Dataset entries:
========
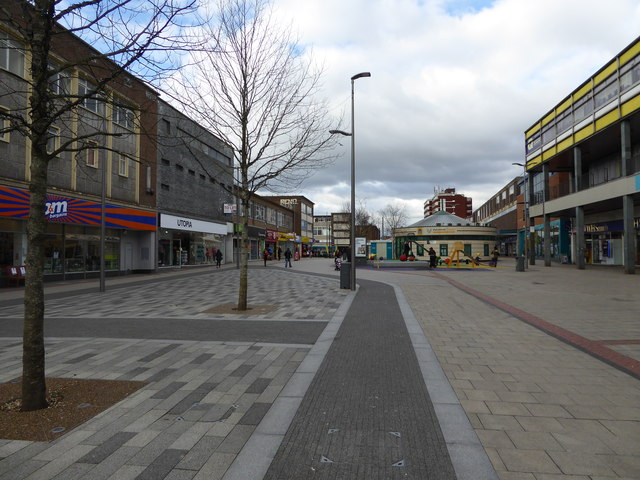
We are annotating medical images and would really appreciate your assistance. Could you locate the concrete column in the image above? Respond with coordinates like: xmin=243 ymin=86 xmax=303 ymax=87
xmin=542 ymin=164 xmax=550 ymax=266
xmin=544 ymin=213 xmax=551 ymax=266
xmin=573 ymin=146 xmax=582 ymax=192
xmin=575 ymin=206 xmax=585 ymax=269
xmin=623 ymin=195 xmax=635 ymax=274
xmin=528 ymin=173 xmax=535 ymax=265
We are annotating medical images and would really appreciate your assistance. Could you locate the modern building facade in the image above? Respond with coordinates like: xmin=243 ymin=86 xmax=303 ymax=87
xmin=524 ymin=36 xmax=640 ymax=272
xmin=424 ymin=188 xmax=472 ymax=219
xmin=312 ymin=214 xmax=332 ymax=256
xmin=156 ymin=101 xmax=234 ymax=268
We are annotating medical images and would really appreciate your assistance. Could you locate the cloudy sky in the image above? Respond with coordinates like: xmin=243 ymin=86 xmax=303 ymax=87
xmin=267 ymin=0 xmax=640 ymax=224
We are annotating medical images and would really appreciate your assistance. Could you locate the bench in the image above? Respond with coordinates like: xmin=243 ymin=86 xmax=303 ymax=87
xmin=7 ymin=266 xmax=26 ymax=287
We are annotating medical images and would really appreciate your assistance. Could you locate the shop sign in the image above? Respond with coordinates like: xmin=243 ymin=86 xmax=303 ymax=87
xmin=278 ymin=232 xmax=294 ymax=240
xmin=224 ymin=203 xmax=237 ymax=214
xmin=265 ymin=230 xmax=279 ymax=241
xmin=160 ymin=213 xmax=226 ymax=234
xmin=280 ymin=198 xmax=298 ymax=206
xmin=0 ymin=185 xmax=156 ymax=231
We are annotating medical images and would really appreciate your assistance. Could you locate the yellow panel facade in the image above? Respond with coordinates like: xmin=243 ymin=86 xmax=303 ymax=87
xmin=620 ymin=40 xmax=640 ymax=66
xmin=574 ymin=124 xmax=594 ymax=143
xmin=595 ymin=109 xmax=620 ymax=130
xmin=621 ymin=94 xmax=640 ymax=117
xmin=594 ymin=62 xmax=617 ymax=86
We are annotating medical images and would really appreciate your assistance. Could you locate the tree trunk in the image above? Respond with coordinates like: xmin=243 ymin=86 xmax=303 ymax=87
xmin=22 ymin=152 xmax=48 ymax=411
xmin=237 ymin=192 xmax=250 ymax=311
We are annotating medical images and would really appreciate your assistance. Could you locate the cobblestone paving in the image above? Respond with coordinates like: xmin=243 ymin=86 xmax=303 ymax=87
xmin=402 ymin=278 xmax=640 ymax=480
xmin=0 ymin=269 xmax=345 ymax=320
xmin=0 ymin=338 xmax=310 ymax=480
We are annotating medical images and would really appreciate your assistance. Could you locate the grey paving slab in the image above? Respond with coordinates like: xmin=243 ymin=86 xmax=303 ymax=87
xmin=260 ymin=279 xmax=458 ymax=480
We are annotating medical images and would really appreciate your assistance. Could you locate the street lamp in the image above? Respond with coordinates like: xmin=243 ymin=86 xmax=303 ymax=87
xmin=512 ymin=162 xmax=528 ymax=268
xmin=329 ymin=70 xmax=370 ymax=291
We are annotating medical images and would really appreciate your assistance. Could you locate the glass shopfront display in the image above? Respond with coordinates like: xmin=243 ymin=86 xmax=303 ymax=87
xmin=158 ymin=213 xmax=227 ymax=267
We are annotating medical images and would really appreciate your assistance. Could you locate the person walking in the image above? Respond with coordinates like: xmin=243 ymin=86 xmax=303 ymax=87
xmin=428 ymin=247 xmax=437 ymax=268
xmin=263 ymin=248 xmax=269 ymax=267
xmin=277 ymin=247 xmax=282 ymax=261
xmin=215 ymin=249 xmax=223 ymax=268
xmin=491 ymin=246 xmax=499 ymax=267
xmin=284 ymin=247 xmax=292 ymax=268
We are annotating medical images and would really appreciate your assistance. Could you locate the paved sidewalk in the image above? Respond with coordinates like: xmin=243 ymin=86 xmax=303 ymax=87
xmin=0 ymin=258 xmax=638 ymax=479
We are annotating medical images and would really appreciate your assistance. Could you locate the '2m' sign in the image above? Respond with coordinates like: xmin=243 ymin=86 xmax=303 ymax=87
xmin=45 ymin=200 xmax=68 ymax=219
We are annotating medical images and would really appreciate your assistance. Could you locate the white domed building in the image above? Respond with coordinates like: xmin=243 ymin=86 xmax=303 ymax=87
xmin=392 ymin=211 xmax=497 ymax=263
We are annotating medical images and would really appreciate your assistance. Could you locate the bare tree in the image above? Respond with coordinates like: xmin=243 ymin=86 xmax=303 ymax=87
xmin=340 ymin=198 xmax=373 ymax=226
xmin=166 ymin=0 xmax=338 ymax=310
xmin=0 ymin=0 xmax=195 ymax=411
xmin=380 ymin=202 xmax=408 ymax=237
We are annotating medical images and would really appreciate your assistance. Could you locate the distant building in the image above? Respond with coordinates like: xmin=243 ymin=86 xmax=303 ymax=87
xmin=312 ymin=215 xmax=332 ymax=256
xmin=394 ymin=211 xmax=496 ymax=261
xmin=424 ymin=188 xmax=472 ymax=219
xmin=472 ymin=177 xmax=523 ymax=256
xmin=261 ymin=196 xmax=314 ymax=257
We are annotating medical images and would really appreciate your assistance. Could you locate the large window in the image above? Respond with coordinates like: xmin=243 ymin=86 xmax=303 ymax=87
xmin=0 ymin=32 xmax=25 ymax=77
xmin=0 ymin=107 xmax=9 ymax=142
xmin=594 ymin=75 xmax=618 ymax=110
xmin=620 ymin=54 xmax=640 ymax=93
xmin=78 ymin=78 xmax=105 ymax=115
xmin=48 ymin=62 xmax=70 ymax=95
xmin=113 ymin=104 xmax=134 ymax=129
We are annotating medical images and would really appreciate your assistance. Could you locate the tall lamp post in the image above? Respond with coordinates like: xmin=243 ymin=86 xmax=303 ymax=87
xmin=329 ymin=70 xmax=370 ymax=291
xmin=512 ymin=162 xmax=528 ymax=268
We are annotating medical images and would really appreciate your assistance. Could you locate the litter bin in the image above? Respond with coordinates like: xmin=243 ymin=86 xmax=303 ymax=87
xmin=515 ymin=256 xmax=525 ymax=272
xmin=340 ymin=262 xmax=351 ymax=289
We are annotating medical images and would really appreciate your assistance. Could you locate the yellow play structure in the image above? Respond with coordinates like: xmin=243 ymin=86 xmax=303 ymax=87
xmin=445 ymin=241 xmax=480 ymax=268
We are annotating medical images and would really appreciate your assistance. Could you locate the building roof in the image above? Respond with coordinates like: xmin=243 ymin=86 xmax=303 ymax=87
xmin=407 ymin=210 xmax=473 ymax=228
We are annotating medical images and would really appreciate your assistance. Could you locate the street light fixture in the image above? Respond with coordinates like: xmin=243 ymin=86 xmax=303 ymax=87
xmin=329 ymin=71 xmax=370 ymax=291
xmin=513 ymin=162 xmax=528 ymax=268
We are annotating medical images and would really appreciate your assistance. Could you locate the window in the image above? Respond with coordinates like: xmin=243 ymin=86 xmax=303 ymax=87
xmin=85 ymin=141 xmax=99 ymax=167
xmin=161 ymin=158 xmax=170 ymax=166
xmin=0 ymin=32 xmax=25 ymax=77
xmin=46 ymin=127 xmax=60 ymax=155
xmin=439 ymin=244 xmax=448 ymax=257
xmin=112 ymin=104 xmax=134 ymax=129
xmin=176 ymin=164 xmax=184 ymax=171
xmin=78 ymin=78 xmax=105 ymax=115
xmin=0 ymin=107 xmax=9 ymax=142
xmin=48 ymin=62 xmax=70 ymax=95
xmin=162 ymin=119 xmax=171 ymax=134
xmin=573 ymin=93 xmax=593 ymax=123
xmin=594 ymin=75 xmax=618 ymax=109
xmin=118 ymin=154 xmax=128 ymax=177
xmin=620 ymin=54 xmax=640 ymax=93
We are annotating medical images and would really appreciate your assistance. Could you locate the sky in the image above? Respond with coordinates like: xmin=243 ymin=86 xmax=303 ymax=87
xmin=267 ymin=0 xmax=640 ymax=225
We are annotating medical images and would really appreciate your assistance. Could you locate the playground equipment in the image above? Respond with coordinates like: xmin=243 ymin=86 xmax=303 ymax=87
xmin=445 ymin=242 xmax=480 ymax=268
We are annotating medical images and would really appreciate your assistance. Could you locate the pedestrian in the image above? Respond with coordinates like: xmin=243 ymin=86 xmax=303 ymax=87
xmin=215 ymin=249 xmax=223 ymax=268
xmin=491 ymin=246 xmax=499 ymax=267
xmin=277 ymin=247 xmax=282 ymax=261
xmin=284 ymin=247 xmax=292 ymax=268
xmin=428 ymin=247 xmax=437 ymax=268
xmin=263 ymin=248 xmax=269 ymax=267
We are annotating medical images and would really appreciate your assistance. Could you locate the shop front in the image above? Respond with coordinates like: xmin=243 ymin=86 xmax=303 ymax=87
xmin=578 ymin=218 xmax=639 ymax=266
xmin=0 ymin=185 xmax=156 ymax=285
xmin=158 ymin=213 xmax=228 ymax=267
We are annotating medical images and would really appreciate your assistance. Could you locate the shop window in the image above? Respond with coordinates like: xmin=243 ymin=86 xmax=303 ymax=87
xmin=0 ymin=32 xmax=25 ymax=77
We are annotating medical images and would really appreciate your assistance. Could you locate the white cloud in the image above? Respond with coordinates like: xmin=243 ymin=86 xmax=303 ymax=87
xmin=269 ymin=0 xmax=640 ymax=224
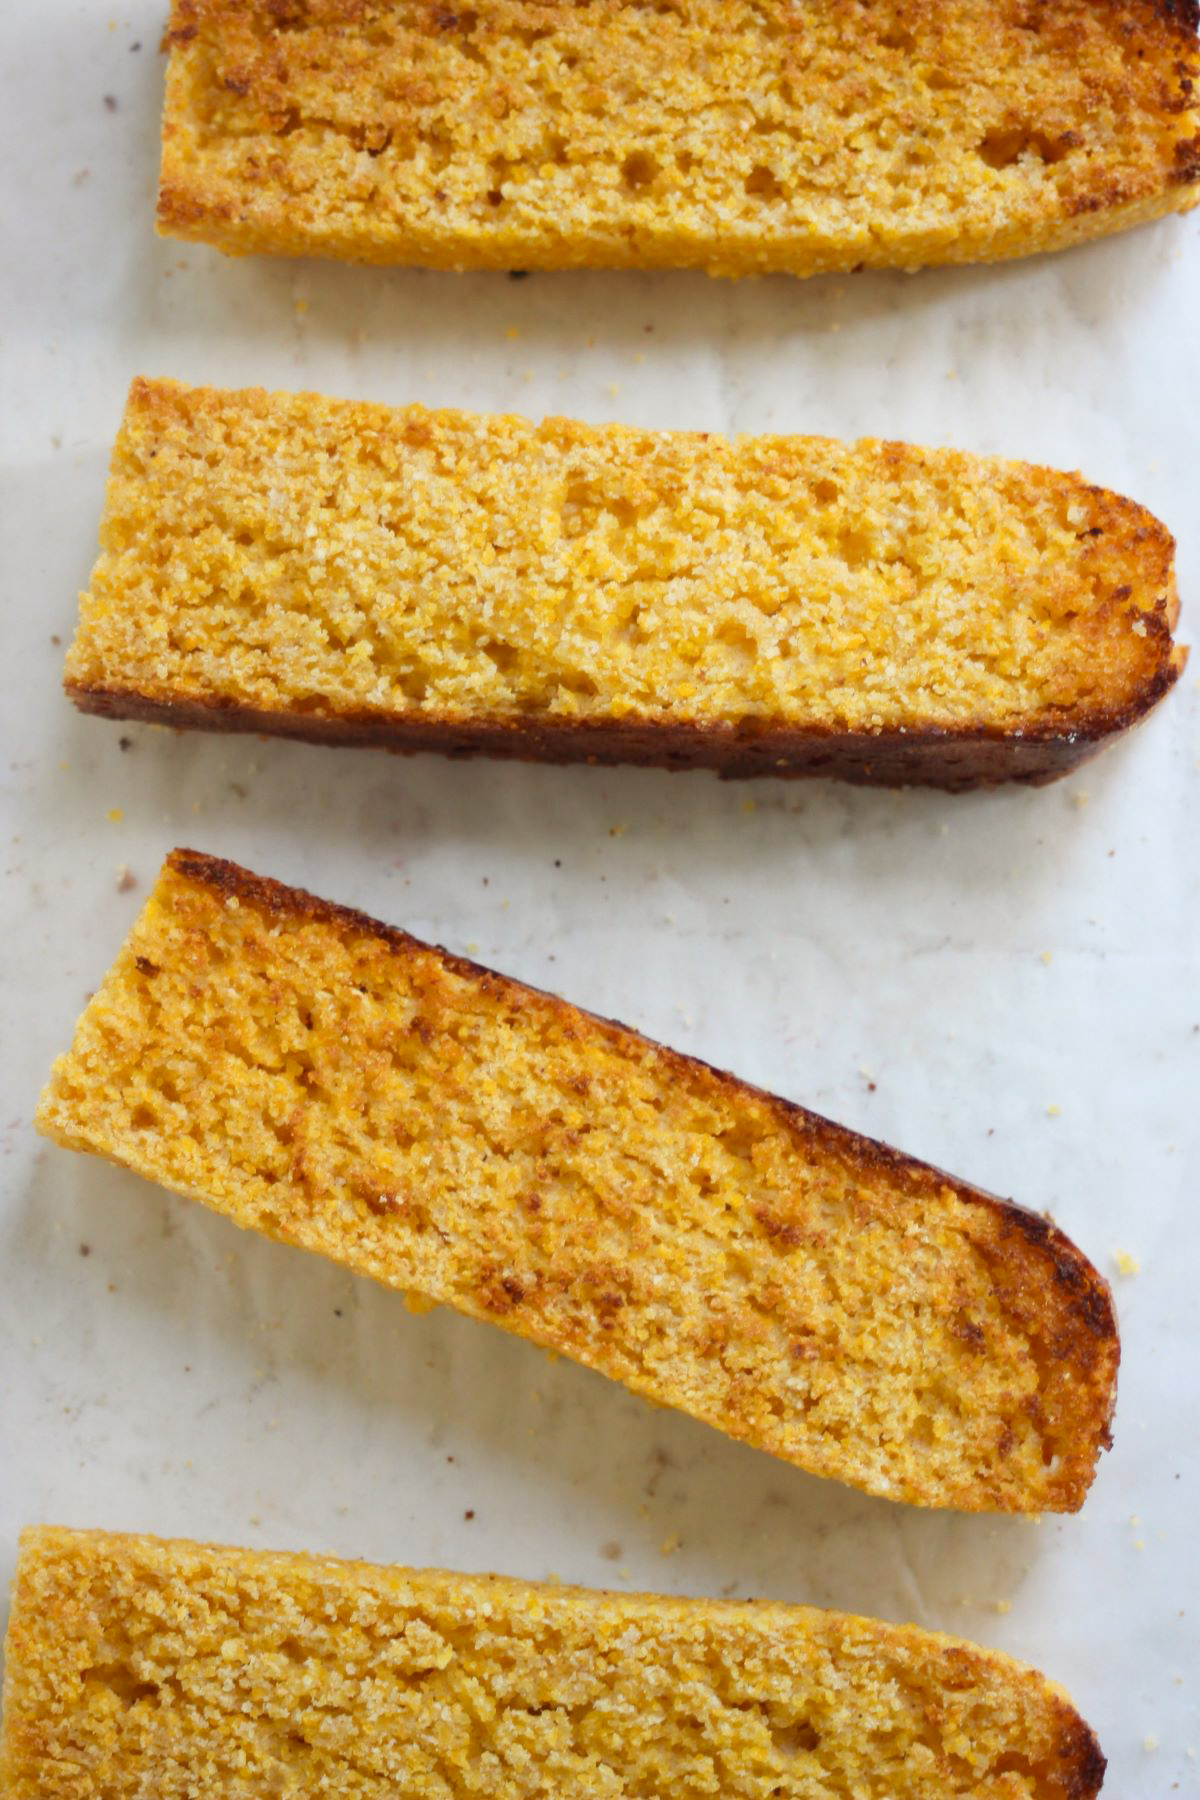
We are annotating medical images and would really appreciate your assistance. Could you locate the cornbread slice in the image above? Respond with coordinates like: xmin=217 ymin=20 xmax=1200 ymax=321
========
Exercise brief :: Beginning at the line that contains "locate the sky" and ending at the last line of the data, return each line exactly; no picture belongs in the copy.

Exercise answer ::
We are annotating medical images and would really appreciate your assistance. Could you locate the sky in the image above? Respond with coordinates like: xmin=243 ymin=86 xmax=303 ymax=87
xmin=267 ymin=0 xmax=640 ymax=225
We are annotating medical images and would really appreciate your assistance. Could you locate the playground equipment in the image above? Respond with coordinates like: xmin=243 ymin=86 xmax=303 ymax=87
xmin=445 ymin=242 xmax=480 ymax=268
We are annotating medical images and would really appreciate your assistance. Could you locate the pedestrian in the image above? Respond with coordinates like: xmin=243 ymin=86 xmax=303 ymax=87
xmin=215 ymin=249 xmax=223 ymax=268
xmin=491 ymin=246 xmax=499 ymax=267
xmin=277 ymin=247 xmax=282 ymax=261
xmin=284 ymin=247 xmax=292 ymax=268
xmin=428 ymin=247 xmax=437 ymax=268
xmin=263 ymin=248 xmax=269 ymax=267
We are annotating medical images and would really appreciate your assistance. Could you locate the shop front in the image above? Respond with coordinates like: xmin=243 ymin=86 xmax=303 ymax=87
xmin=578 ymin=218 xmax=639 ymax=266
xmin=0 ymin=185 xmax=156 ymax=285
xmin=158 ymin=213 xmax=228 ymax=267
We are annotating medical images and would really appreciate your assistance. Could you locate the shop window in the image above? Respond with coordinates like: xmin=243 ymin=86 xmax=303 ymax=87
xmin=0 ymin=32 xmax=25 ymax=77
We are annotating medical images and would really appreciate your assistance. Could you locate the white cloud in the image above? Respond with coordinates like: xmin=243 ymin=86 xmax=303 ymax=87
xmin=269 ymin=0 xmax=640 ymax=224
We are annotating medical images and would really appreciate your assistance. Could you locate the cornbread slice in the image above? Respond with coordinates like: xmin=217 ymin=20 xmax=1200 ymax=321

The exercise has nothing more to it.